_DIRECTIONS:_ Please pick out each line of the material below that contains the word "aircraft" and copy those lines.

_INFORMATION SUPPLIED:_
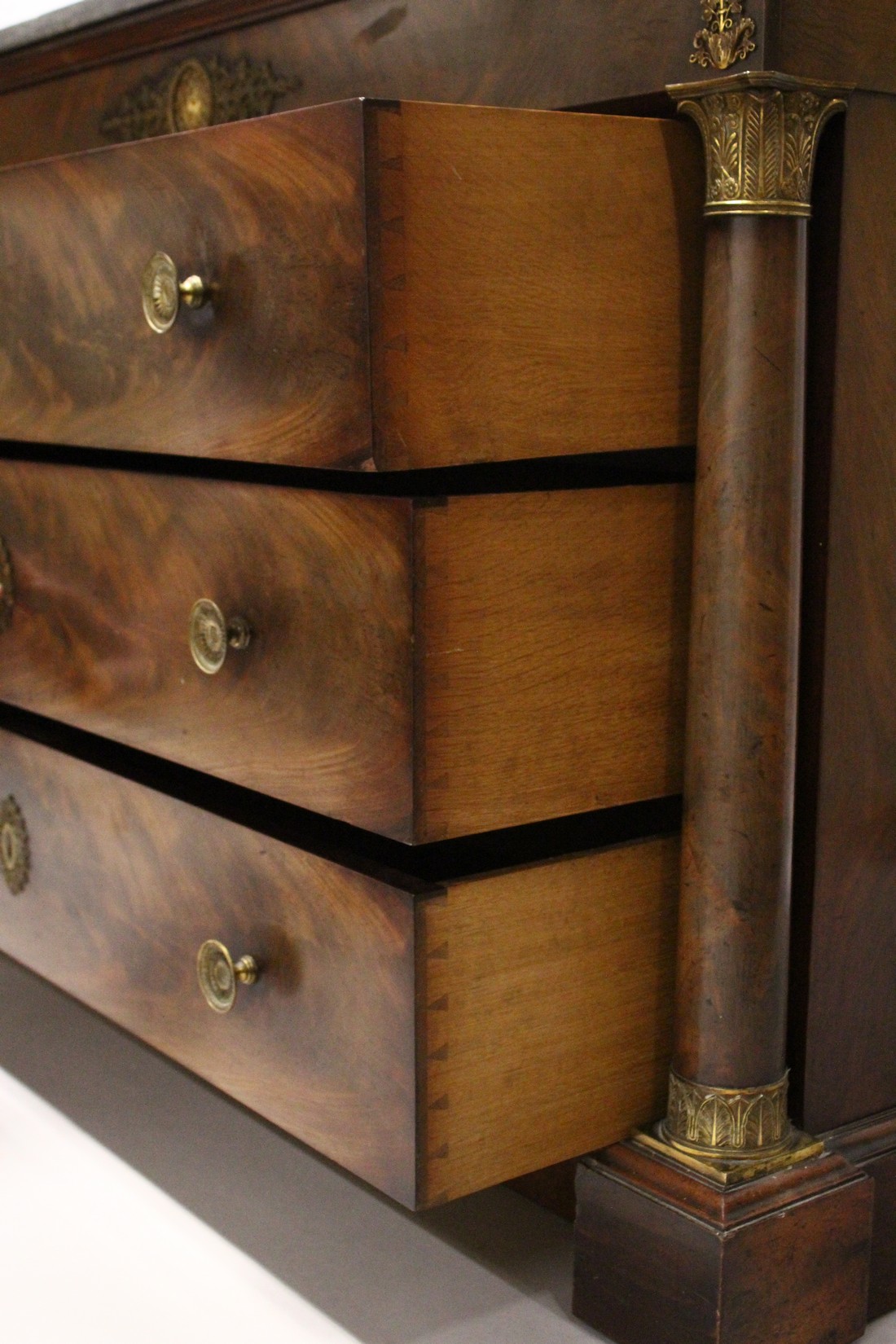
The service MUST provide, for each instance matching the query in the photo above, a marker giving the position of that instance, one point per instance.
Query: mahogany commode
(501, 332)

==

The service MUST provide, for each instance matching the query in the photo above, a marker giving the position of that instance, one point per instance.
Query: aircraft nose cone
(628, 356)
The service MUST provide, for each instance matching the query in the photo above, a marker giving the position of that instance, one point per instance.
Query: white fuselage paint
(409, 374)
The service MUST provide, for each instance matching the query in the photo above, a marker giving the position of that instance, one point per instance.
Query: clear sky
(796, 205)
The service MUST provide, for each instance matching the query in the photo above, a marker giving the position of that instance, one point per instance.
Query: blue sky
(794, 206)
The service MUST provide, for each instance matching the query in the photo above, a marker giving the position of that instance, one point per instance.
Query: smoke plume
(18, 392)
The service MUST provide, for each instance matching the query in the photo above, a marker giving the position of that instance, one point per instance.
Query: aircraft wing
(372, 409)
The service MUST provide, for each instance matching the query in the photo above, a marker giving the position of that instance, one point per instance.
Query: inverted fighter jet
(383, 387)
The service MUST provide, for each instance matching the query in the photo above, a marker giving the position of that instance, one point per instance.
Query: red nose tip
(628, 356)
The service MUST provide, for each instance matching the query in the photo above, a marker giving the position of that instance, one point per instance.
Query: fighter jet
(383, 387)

---

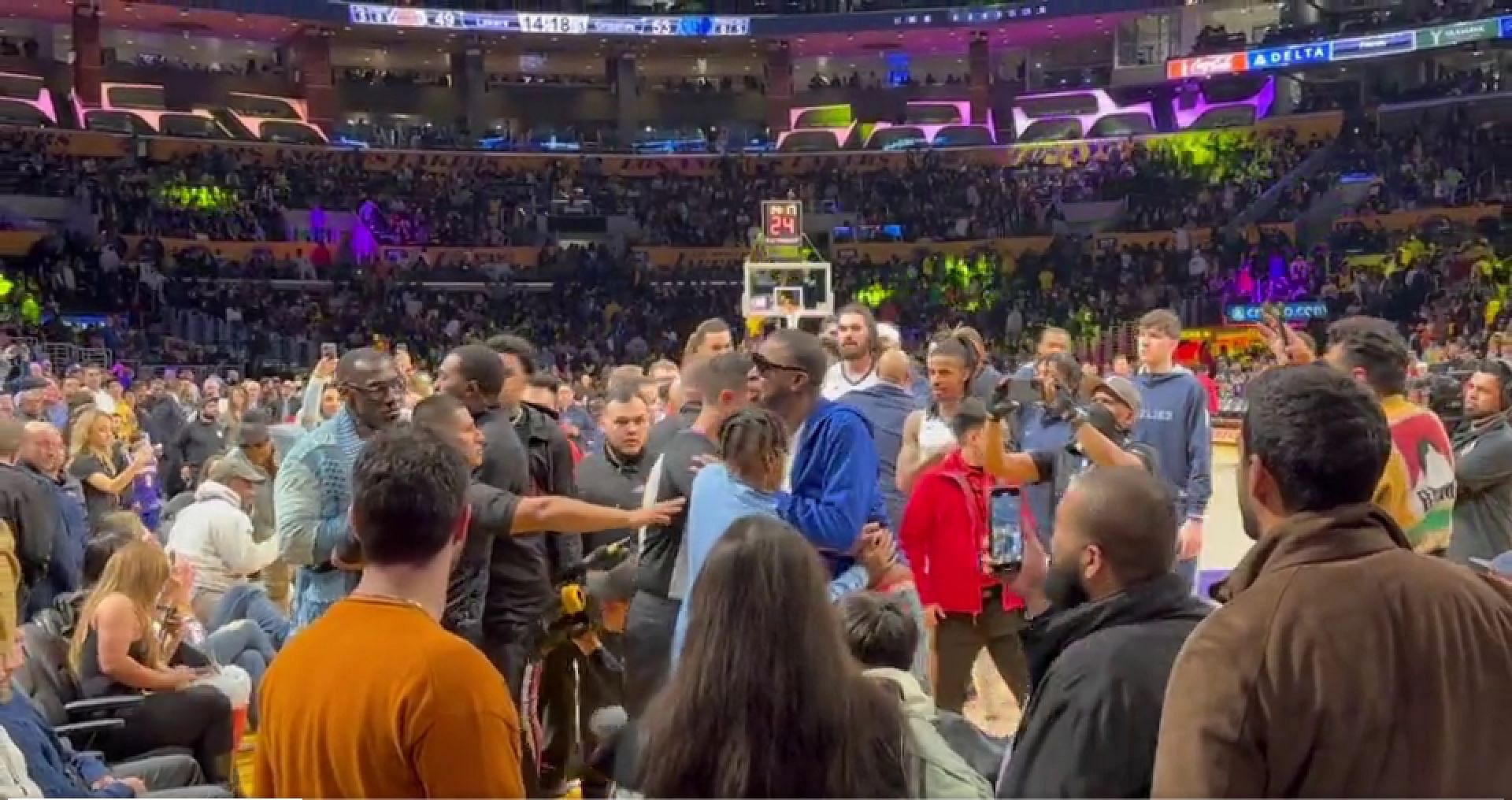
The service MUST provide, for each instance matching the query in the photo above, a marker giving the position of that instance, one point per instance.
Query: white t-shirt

_SOLUTION FOR THIS EXERCISE:_
Query: aircraft nose cone
Query: aircraft wing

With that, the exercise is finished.